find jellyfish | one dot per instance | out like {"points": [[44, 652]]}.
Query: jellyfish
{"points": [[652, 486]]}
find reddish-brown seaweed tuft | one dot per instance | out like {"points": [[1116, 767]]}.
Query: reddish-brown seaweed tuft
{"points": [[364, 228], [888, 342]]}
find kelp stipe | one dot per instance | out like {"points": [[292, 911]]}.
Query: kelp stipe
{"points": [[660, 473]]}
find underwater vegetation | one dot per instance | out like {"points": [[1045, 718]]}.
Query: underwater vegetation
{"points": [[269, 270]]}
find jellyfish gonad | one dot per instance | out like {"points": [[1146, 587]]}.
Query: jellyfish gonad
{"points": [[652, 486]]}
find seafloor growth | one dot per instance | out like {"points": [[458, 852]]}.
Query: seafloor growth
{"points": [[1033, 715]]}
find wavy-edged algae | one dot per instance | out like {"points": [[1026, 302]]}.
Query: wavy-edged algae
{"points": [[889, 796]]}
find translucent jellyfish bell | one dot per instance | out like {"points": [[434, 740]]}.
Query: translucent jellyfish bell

Activity: Gather all lines of the records that include the word "instance".

Task result:
find jellyfish | one dot per instance | out like {"points": [[44, 652]]}.
find reddish-brown seaweed tuft | one dot per instance | out like {"points": [[1116, 767]]}.
find kelp stipe | one dot per instance | out like {"points": [[292, 911]]}.
find underwater vegetation | one dot per instance | out like {"points": [[1045, 718]]}.
find jellyfish gonad | one dot per instance | out like {"points": [[1146, 587]]}.
find seafloor growth | one dot per instance | out like {"points": [[458, 852]]}.
find wavy-edged algae | one dot per instance | out like {"points": [[1026, 302]]}.
find translucent jellyfish bell | one dot per instance | out like {"points": [[434, 740]]}.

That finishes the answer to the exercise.